### TASK DIRECTIONS
Output exactly the lines below, starting with the line that has "Tag lower teeth" and going on through the line that has "Tag wolf pup's open", both included, and no other lines.

══ INFORMATION SHOWN

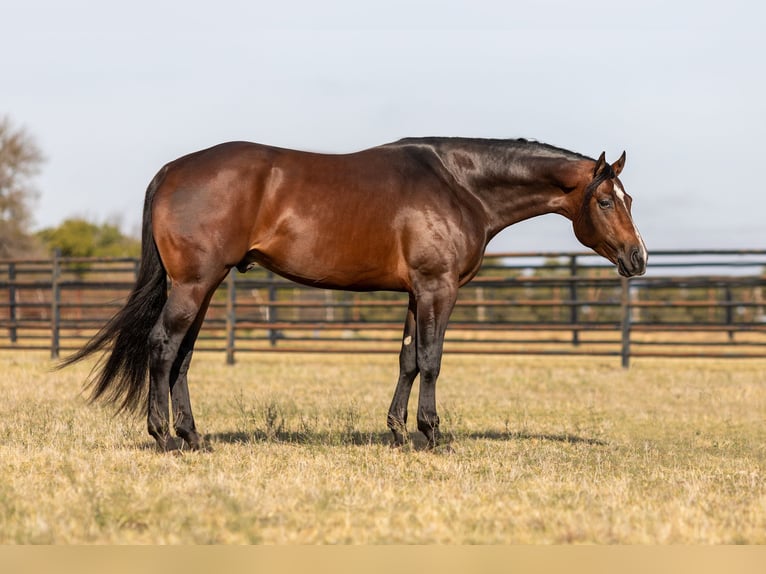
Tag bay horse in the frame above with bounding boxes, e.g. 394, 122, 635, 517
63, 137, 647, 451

════
══ INFORMATION SHOWN

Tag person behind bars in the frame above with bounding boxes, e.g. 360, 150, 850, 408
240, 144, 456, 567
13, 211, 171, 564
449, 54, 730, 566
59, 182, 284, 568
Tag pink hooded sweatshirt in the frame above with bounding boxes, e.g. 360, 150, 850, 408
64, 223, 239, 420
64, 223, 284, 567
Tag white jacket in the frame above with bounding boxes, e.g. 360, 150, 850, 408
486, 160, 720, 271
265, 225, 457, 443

════
══ INFORMATION SHOWN

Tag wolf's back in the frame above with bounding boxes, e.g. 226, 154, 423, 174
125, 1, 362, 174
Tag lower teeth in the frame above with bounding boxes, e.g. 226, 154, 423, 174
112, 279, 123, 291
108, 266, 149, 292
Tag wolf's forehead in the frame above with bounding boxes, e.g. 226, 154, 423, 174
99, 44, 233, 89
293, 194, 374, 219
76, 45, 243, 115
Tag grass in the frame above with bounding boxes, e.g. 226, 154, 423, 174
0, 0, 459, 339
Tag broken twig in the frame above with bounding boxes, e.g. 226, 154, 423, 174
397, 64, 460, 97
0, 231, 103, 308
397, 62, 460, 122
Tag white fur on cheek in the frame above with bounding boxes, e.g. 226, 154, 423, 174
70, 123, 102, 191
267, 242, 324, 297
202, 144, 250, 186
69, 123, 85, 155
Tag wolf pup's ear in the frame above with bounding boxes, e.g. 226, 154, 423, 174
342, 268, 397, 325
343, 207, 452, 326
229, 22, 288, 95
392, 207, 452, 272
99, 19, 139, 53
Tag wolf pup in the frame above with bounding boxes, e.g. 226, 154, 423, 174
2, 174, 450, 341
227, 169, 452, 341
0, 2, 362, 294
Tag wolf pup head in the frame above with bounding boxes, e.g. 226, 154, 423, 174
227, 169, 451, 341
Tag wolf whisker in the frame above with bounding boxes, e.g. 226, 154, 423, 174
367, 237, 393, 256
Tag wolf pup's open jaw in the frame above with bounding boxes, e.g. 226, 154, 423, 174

════

### REPLY
Tag lower teeth in the frame above with bounding boxes, e.g. 226, 154, 423, 174
112, 279, 123, 291
108, 266, 149, 292
Tag wolf's forehead in the frame above with bounding boxes, e.g. 226, 154, 423, 174
99, 44, 233, 89
293, 194, 374, 219
76, 45, 243, 115
Tag grass in the frame above with bounding boxes, e.g. 226, 154, 423, 174
0, 0, 459, 339
Tag broken twig in the frame above with bounding boxes, e.g. 226, 154, 423, 174
397, 64, 460, 97
0, 231, 103, 308
397, 62, 460, 122
Tag white fur on cheek in the frame above with bounding boxes, e.g. 226, 154, 423, 174
70, 123, 102, 191
267, 242, 324, 297
202, 144, 250, 186
69, 123, 85, 155
Tag wolf pup's ear in the frame above with bounding boxes, e.g. 226, 154, 423, 174
342, 268, 397, 325
343, 207, 452, 326
229, 22, 288, 95
392, 207, 452, 272
99, 19, 139, 53
Tag wolf pup in the frame above with bounding boxes, e.g. 226, 154, 423, 174
2, 174, 450, 341
227, 169, 452, 341
0, 2, 362, 294
Tag wolf pup head in the frame above with bounding boxes, e.g. 226, 154, 423, 174
227, 169, 451, 341
Tag wolf whisker in the frame above with bounding boxes, e.g. 226, 154, 423, 174
367, 237, 393, 256
Tag wolf pup's open jaw in the frame above with bounding boxes, e.g. 226, 154, 423, 174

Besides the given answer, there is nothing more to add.